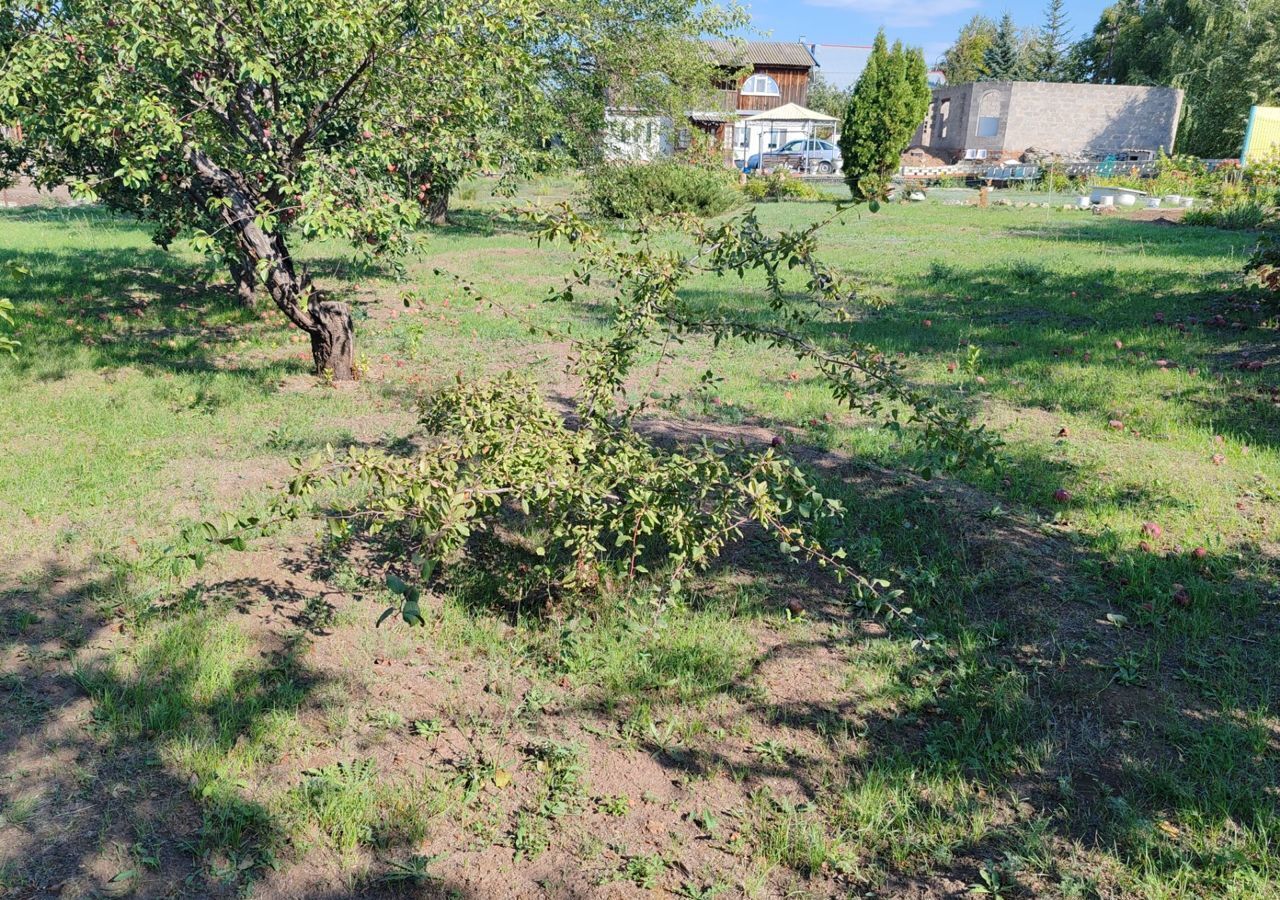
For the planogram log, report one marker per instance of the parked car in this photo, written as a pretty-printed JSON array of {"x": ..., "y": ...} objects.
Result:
[{"x": 805, "y": 154}]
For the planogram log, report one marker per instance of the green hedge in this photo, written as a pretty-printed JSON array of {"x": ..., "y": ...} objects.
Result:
[{"x": 635, "y": 190}]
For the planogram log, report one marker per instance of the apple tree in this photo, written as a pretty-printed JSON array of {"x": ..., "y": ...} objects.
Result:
[{"x": 245, "y": 126}]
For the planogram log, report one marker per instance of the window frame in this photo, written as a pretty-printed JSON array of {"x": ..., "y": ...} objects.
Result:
[{"x": 749, "y": 90}]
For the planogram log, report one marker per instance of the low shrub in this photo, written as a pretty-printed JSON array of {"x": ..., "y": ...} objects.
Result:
[
  {"x": 780, "y": 186},
  {"x": 636, "y": 190},
  {"x": 1234, "y": 214}
]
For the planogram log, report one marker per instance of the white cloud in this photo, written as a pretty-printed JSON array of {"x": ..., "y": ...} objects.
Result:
[{"x": 901, "y": 13}]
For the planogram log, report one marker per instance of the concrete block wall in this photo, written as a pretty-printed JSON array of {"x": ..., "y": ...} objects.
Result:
[{"x": 1089, "y": 119}]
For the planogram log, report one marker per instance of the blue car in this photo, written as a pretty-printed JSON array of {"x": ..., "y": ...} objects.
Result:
[{"x": 805, "y": 154}]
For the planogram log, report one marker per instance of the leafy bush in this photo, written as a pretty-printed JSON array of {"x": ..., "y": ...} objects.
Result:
[
  {"x": 1235, "y": 214},
  {"x": 595, "y": 501},
  {"x": 636, "y": 190},
  {"x": 780, "y": 186}
]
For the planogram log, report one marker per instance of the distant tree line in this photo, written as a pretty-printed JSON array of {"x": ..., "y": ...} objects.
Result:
[{"x": 1224, "y": 55}]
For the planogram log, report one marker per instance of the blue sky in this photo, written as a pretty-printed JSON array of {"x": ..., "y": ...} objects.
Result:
[{"x": 924, "y": 23}]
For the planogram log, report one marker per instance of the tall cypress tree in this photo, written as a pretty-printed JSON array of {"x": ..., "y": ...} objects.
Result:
[
  {"x": 1050, "y": 51},
  {"x": 1004, "y": 58},
  {"x": 888, "y": 103}
]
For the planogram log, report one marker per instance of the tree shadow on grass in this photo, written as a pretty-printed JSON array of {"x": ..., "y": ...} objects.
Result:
[
  {"x": 140, "y": 306},
  {"x": 1015, "y": 711}
]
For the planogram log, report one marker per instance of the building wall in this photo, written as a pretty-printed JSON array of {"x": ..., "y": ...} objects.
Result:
[
  {"x": 1075, "y": 120},
  {"x": 635, "y": 137}
]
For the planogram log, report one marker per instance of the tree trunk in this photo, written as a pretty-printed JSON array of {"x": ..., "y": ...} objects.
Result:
[
  {"x": 327, "y": 321},
  {"x": 438, "y": 206},
  {"x": 334, "y": 342},
  {"x": 246, "y": 283}
]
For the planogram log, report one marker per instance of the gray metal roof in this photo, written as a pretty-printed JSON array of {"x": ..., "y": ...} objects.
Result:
[{"x": 762, "y": 53}]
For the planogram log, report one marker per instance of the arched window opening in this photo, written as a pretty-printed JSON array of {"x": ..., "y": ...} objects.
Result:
[{"x": 760, "y": 86}]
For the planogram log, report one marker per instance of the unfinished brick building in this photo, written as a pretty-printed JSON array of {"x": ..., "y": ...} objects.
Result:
[{"x": 1074, "y": 122}]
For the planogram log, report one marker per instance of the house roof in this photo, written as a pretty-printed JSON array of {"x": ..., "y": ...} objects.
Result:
[
  {"x": 790, "y": 113},
  {"x": 762, "y": 53}
]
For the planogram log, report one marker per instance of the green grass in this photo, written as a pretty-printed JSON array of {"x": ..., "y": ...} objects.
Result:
[{"x": 1023, "y": 734}]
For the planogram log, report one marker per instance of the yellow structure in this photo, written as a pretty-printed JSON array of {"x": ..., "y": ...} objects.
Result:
[{"x": 1262, "y": 136}]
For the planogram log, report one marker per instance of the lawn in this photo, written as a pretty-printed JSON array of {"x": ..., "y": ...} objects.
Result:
[{"x": 1089, "y": 712}]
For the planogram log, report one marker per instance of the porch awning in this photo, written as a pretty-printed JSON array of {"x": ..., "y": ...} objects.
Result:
[{"x": 791, "y": 113}]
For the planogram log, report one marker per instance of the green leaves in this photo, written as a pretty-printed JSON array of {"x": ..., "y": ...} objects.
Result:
[{"x": 887, "y": 105}]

▶ [PROBLEM]:
Reproduce exactly the lines from the one containing "of the lawn" through the last line of the records above, including both, and nothing else.

▶ [REPLY TO THE TASK]:
For the planogram log, report one marker per instance of the lawn in this photo, written as a pretty-printed JSON array of {"x": ..., "y": ...} objects.
Result:
[{"x": 1089, "y": 712}]
For the planogram log, report one marker per instance of the porch awning in this photo, written as a pretty-printed JSON array of {"x": ..., "y": ...} objects.
Result:
[{"x": 791, "y": 113}]
For the planogram log, report one marker per instance of the green leaves in this photo, written as a pretty-printed JSON array of {"x": ..., "y": ...} objects.
Result:
[{"x": 887, "y": 105}]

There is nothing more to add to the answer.